* **Exercise inputs**
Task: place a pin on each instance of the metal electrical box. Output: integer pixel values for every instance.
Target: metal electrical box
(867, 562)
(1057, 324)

* * *

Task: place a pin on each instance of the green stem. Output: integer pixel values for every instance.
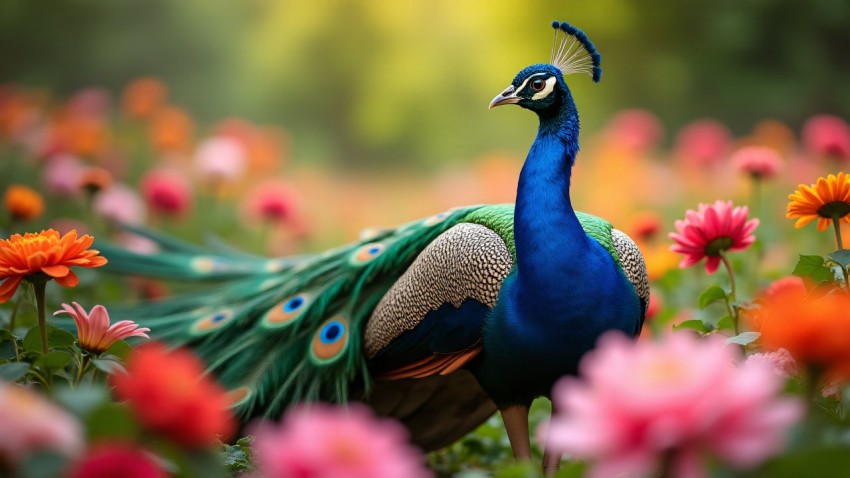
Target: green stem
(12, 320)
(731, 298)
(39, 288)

* **Work item**
From the listing, please work out how many lines contain "every". Give the number only.

* **Task solution**
2